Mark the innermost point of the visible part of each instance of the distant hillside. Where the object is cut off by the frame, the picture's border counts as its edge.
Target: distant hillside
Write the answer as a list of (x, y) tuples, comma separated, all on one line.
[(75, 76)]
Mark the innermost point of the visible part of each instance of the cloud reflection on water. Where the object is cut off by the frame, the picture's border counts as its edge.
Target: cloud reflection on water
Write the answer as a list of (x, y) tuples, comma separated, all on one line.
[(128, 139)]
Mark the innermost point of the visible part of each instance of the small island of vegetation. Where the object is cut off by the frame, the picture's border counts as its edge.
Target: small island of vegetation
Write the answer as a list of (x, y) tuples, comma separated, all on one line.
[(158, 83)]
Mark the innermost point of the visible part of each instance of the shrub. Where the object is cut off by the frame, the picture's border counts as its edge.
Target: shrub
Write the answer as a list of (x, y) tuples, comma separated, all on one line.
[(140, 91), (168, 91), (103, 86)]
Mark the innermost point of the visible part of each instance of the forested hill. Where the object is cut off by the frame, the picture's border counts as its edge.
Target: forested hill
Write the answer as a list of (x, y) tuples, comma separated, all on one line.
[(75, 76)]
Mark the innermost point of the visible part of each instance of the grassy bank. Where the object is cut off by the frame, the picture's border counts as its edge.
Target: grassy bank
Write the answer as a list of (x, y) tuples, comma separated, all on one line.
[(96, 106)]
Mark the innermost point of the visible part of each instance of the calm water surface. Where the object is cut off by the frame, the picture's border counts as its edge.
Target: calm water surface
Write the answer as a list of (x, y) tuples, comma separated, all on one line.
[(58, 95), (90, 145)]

::::::

**What the exercise asks**
Print out the whole listing exactly as it appears.

**Exercise response**
Mark the innermost point of the visible part of each instance of the distant hillside. Where the object is cut off by the frame, the picture's border counts as its edge.
Target: distant hillside
Write the answer as a list of (x, y) tuples, comma separated, all on one line.
[(75, 76)]
Mark the innermost point of the visible part of each instance of the cloud reflection on water. Where the object is cut off by the frame, the picture's border counts as its edge.
Target: cloud reflection on water
Write the answer as a list of (x, y) tuples, comma separated, all on one line.
[(128, 139)]
Mark the innermost point of the visible part of each instance of the small island of vegetation. Where the object is cut off by the frame, the picture's border counts as its edge.
Target: small island of vegetation
Write the answer as a list of (x, y) tuples, comma separated, all on one line.
[(158, 83)]
Mark the innermost point of the visible part of each instance of the shrub. Where the object is cut off by the frame, the picture's border counts as its edge.
Target: shrub
Write the answer as a list of (x, y) tuples, comma separated, all on one line.
[(140, 91), (168, 91), (103, 86)]
Mark the innermost point of the visible part of each instance of the forested hill. Where the object is cut off by the frame, the picture's border counts as its edge.
Target: forested hill
Write the answer as a list of (x, y) tuples, comma separated, all on one line.
[(75, 76)]
Mark the innermost point of the visible part of each instance of the grassy bank. Where the object is cut off by the frame, the picture's border counts as its edge.
Target: grassy bank
Write the answer as a list of (x, y) tuples, comma separated, all on one line.
[(96, 106)]
Mark the innermost point of the visible part of each instance of the calm water surface. Where the object is cut off by the frame, the picture's border counts as its edge.
Target: calm water surface
Write the answer as a list of (x, y) tuples, comma separated, all on one line.
[(58, 95), (90, 145)]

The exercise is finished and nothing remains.